* **SOURCE DATA**:

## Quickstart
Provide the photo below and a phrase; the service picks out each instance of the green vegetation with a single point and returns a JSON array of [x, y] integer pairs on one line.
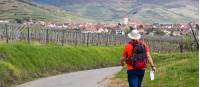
[[174, 70], [21, 62]]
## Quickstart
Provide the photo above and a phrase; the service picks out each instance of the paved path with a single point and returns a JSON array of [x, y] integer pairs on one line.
[[89, 78]]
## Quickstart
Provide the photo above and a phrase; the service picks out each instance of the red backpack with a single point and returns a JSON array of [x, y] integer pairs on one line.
[[139, 57]]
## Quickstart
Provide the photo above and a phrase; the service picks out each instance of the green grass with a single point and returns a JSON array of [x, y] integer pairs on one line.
[[21, 62], [174, 70]]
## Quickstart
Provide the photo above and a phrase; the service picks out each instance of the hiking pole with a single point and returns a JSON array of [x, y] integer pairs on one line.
[[197, 43]]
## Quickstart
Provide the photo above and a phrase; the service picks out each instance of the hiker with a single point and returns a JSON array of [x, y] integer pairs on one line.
[[136, 55]]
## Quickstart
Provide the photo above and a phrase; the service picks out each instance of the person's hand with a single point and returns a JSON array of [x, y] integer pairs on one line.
[[122, 64], [154, 68]]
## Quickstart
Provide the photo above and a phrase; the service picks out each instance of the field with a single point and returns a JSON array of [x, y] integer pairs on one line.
[[21, 62], [173, 70], [23, 10]]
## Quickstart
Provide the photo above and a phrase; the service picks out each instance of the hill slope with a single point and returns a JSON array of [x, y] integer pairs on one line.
[[115, 10], [20, 9]]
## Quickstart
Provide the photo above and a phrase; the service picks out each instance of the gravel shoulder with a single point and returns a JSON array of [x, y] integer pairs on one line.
[[89, 78]]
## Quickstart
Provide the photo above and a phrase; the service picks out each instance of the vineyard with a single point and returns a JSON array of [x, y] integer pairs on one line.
[[10, 33]]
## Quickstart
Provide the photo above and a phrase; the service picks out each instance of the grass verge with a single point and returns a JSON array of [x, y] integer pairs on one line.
[[23, 62], [174, 70]]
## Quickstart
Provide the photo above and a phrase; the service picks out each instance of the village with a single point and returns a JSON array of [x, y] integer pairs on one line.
[[178, 29]]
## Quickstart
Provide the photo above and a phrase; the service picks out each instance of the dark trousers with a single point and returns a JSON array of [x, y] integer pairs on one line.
[[135, 77]]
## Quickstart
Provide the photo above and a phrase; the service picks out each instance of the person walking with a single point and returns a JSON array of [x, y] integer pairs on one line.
[[136, 55]]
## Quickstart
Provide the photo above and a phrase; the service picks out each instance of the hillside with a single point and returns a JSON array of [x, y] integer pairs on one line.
[[23, 10], [164, 11]]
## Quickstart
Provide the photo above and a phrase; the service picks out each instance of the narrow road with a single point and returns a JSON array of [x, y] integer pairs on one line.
[[89, 78]]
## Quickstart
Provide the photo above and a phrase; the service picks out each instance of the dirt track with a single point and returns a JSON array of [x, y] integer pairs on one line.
[[89, 78]]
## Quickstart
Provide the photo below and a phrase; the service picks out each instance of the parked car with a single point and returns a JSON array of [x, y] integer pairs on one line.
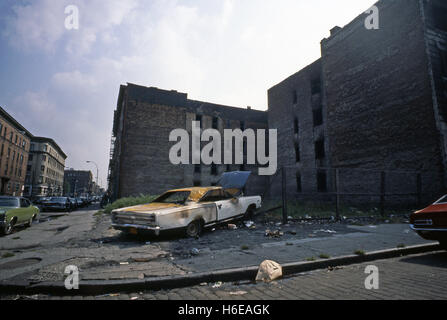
[[190, 209], [57, 204], [16, 211], [431, 223]]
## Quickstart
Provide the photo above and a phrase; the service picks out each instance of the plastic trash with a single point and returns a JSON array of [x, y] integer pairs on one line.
[[268, 271]]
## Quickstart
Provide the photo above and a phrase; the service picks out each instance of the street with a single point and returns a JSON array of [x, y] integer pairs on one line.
[[84, 239], [421, 277]]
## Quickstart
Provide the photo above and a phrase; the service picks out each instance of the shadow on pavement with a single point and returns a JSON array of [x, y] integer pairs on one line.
[[436, 259]]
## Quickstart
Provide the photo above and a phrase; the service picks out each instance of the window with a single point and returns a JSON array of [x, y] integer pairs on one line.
[[319, 149], [443, 55], [322, 181], [214, 169], [215, 123], [316, 86], [298, 182], [199, 118], [318, 117], [439, 14], [297, 152], [296, 127], [243, 125]]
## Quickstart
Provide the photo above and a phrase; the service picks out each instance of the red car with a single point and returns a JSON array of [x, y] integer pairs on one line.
[[431, 223]]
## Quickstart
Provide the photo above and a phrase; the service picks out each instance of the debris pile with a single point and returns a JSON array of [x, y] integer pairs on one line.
[[268, 271]]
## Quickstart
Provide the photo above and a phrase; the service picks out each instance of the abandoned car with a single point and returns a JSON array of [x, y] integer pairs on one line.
[[431, 223], [190, 209]]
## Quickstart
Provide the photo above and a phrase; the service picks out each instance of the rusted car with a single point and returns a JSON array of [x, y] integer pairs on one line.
[[431, 223], [190, 209]]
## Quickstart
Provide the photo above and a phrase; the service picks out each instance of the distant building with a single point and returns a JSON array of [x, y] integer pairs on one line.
[[144, 118], [78, 183], [376, 100], [45, 170], [14, 151]]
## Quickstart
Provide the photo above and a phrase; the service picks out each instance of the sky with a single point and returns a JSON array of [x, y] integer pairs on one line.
[[63, 83]]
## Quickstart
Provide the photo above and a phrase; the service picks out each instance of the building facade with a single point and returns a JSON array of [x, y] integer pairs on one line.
[[144, 118], [78, 183], [14, 151], [45, 169], [375, 100]]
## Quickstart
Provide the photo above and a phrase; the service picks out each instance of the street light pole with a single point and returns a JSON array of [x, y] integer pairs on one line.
[[97, 170]]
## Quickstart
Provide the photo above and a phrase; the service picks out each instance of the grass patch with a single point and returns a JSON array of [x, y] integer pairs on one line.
[[8, 255], [128, 202]]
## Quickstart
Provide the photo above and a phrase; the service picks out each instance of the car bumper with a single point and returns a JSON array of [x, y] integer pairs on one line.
[[131, 228], [430, 233]]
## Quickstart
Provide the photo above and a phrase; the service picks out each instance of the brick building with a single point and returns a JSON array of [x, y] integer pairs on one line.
[[375, 100], [45, 171], [78, 183], [143, 120], [14, 151]]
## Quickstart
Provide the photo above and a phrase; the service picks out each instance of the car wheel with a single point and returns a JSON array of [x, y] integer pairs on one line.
[[249, 213], [7, 229], [30, 222], [194, 229]]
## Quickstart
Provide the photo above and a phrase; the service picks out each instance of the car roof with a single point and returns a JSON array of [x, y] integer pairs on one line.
[[196, 192]]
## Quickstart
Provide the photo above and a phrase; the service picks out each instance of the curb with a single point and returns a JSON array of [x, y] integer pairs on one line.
[[227, 275]]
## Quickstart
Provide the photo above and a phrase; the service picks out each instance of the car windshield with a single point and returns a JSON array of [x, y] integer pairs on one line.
[[58, 199], [175, 197], [9, 202]]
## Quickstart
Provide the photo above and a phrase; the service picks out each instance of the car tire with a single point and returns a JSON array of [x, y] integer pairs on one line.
[[194, 229], [7, 229], [30, 222], [249, 213]]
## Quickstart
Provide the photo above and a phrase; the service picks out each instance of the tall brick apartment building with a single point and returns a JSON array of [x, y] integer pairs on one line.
[[143, 120], [14, 151], [375, 100]]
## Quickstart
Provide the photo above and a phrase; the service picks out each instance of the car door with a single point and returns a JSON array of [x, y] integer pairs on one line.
[[24, 213], [228, 208]]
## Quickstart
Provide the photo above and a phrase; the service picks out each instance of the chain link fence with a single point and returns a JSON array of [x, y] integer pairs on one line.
[[338, 192]]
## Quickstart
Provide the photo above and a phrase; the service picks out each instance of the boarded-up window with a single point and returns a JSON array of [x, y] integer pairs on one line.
[[319, 149], [318, 117], [322, 181]]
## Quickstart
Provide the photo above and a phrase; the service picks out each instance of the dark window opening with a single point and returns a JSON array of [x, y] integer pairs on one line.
[[316, 86], [319, 149], [199, 118], [297, 153], [197, 183], [443, 54], [322, 181], [215, 123], [243, 125], [296, 127], [298, 183], [214, 170], [439, 17], [318, 117]]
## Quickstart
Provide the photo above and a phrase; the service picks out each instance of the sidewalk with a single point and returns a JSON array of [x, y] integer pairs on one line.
[[103, 254]]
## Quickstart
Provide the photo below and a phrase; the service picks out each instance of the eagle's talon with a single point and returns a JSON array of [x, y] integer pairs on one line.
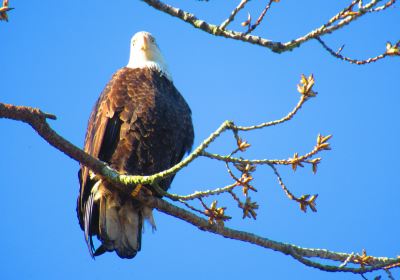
[[136, 190]]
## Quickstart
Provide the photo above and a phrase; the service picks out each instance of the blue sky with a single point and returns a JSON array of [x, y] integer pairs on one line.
[[58, 55]]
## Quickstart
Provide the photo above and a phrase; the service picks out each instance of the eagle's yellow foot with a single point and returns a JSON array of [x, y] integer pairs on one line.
[[136, 190]]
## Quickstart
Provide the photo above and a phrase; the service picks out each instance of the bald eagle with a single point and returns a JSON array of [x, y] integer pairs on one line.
[[140, 125]]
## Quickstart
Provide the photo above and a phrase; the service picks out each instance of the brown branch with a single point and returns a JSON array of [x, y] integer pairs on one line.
[[260, 18], [233, 14], [37, 120], [338, 21], [337, 54]]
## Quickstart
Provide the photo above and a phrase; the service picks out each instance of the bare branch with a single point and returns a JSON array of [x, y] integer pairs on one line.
[[338, 21], [356, 61], [233, 14]]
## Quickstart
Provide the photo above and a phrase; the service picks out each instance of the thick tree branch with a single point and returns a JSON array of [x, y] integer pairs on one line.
[[37, 120]]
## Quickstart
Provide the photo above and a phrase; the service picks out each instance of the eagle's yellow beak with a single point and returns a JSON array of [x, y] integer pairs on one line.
[[144, 43]]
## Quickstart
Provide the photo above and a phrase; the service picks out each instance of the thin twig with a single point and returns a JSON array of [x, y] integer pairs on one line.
[[338, 21], [260, 18], [353, 61], [233, 14]]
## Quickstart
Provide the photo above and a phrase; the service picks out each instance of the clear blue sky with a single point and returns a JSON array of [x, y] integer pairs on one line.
[[58, 55]]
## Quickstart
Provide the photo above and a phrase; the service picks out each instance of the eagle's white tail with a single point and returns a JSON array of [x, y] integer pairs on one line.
[[118, 223]]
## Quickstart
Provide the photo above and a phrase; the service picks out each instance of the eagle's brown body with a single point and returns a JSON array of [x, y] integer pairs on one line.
[[140, 125]]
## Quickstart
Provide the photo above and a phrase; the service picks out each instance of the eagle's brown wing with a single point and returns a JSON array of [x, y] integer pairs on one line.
[[140, 125]]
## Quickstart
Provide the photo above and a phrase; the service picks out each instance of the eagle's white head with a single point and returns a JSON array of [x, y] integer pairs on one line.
[[146, 54]]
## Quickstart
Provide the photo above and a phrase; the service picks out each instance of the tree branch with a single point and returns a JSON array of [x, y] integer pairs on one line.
[[338, 21], [37, 120]]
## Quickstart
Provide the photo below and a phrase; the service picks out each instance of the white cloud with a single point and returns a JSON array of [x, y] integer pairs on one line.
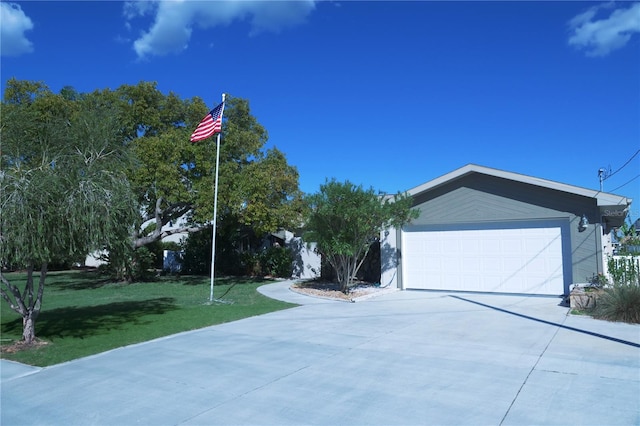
[[15, 23], [174, 21], [602, 36]]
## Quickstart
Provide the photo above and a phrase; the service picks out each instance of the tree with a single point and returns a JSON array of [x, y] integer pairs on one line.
[[63, 188], [175, 178], [346, 219]]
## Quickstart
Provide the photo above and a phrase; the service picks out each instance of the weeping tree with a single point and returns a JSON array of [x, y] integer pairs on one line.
[[345, 220], [63, 187]]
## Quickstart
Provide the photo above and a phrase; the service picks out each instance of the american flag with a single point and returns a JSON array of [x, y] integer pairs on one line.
[[210, 124]]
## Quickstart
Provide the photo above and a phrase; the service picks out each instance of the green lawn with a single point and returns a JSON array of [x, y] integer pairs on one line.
[[84, 314]]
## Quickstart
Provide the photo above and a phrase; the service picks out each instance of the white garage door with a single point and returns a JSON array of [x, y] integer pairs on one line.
[[509, 260]]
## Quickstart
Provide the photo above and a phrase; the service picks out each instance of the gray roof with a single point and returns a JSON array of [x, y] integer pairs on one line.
[[603, 199]]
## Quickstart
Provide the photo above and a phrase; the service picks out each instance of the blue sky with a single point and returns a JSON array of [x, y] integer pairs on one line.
[[384, 94]]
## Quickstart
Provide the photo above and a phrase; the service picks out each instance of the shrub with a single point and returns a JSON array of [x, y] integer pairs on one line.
[[624, 270], [619, 303]]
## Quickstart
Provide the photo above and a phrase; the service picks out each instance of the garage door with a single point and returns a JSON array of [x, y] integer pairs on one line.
[[498, 259]]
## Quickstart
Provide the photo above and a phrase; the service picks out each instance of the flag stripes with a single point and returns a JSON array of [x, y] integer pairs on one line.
[[210, 124]]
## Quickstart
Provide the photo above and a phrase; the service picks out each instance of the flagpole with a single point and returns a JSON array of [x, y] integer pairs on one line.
[[215, 210]]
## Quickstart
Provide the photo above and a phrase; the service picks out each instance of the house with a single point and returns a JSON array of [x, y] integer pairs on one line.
[[487, 230]]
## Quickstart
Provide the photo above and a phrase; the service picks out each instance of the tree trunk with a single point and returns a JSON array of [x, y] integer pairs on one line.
[[28, 328]]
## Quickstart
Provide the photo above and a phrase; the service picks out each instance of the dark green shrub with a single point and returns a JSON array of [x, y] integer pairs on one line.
[[125, 264]]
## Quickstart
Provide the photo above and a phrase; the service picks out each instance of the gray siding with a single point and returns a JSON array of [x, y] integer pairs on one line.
[[483, 198]]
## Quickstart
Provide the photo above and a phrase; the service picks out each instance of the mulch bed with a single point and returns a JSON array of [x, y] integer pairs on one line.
[[331, 290]]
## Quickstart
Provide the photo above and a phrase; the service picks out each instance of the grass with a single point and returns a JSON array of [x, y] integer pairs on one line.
[[83, 314], [619, 303]]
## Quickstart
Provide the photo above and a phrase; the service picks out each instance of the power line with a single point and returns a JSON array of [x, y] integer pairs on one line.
[[623, 166], [624, 184]]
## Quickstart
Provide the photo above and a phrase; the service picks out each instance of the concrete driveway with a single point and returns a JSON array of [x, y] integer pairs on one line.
[[404, 358]]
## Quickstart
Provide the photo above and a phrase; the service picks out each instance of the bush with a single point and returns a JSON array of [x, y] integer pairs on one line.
[[619, 303], [129, 265]]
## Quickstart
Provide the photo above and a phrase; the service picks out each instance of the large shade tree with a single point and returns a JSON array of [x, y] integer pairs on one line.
[[346, 219], [174, 178], [63, 186]]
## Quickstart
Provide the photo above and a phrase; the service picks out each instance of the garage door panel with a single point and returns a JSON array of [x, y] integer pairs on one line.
[[512, 260]]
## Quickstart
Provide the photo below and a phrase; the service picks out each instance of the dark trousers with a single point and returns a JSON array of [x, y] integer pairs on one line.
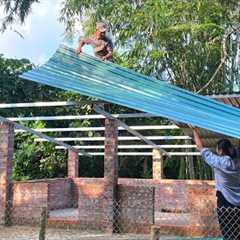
[[228, 218]]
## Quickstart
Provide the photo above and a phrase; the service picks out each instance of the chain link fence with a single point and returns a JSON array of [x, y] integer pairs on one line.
[[132, 216]]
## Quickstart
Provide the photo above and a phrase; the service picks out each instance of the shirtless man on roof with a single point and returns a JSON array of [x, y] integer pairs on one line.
[[102, 45]]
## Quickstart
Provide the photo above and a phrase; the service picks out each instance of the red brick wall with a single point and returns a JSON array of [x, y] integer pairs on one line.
[[6, 155], [135, 212], [60, 193], [93, 202], [138, 200], [28, 200]]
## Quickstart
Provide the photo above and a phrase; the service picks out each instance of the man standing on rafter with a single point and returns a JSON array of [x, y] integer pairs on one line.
[[102, 45]]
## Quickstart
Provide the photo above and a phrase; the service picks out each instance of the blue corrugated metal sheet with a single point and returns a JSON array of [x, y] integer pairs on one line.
[[88, 76]]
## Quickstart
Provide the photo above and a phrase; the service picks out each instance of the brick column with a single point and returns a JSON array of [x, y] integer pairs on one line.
[[72, 163], [157, 164], [6, 156], [111, 171]]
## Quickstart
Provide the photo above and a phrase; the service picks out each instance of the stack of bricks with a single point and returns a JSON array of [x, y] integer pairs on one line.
[[6, 155]]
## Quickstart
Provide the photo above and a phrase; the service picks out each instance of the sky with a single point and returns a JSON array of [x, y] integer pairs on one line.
[[42, 34]]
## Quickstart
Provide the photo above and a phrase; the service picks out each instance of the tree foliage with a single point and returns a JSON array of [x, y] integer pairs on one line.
[[15, 10], [192, 44], [181, 40]]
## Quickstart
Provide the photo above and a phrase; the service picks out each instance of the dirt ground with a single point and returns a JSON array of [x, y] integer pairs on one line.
[[30, 233]]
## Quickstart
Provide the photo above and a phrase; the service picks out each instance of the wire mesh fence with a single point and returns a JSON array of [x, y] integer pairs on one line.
[[134, 215]]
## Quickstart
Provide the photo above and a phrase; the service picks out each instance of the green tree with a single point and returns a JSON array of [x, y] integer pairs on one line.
[[15, 10], [187, 41]]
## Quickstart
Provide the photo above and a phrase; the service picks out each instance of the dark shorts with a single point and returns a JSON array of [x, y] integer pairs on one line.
[[228, 218]]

* **THE EXERCISE**:
Please copy the listing from its very first line through the line that contains "[[139, 57]]", both ends included, and leave the pictures out of your copy.

* **EXERCISE RESPONSE**:
## Quickstart
Provide the photo below and a phrase; the service picks out each instance of the green vegetation with a single point and returns a JSON array of [x, y] integer pairs on one line.
[[174, 70], [21, 62]]
## Quickstart
Provide the photo above and a phrase; the service picks out each instance of the paved path with a single point and returns a JSON array of [x, y] integer pairs on one line.
[[89, 78]]
## Quickstart
Provide the photo above and a phrase; the service picks out each instance of the red backpack with a single point and returns a JSON array of [x, y] integer pairs on one line.
[[139, 57]]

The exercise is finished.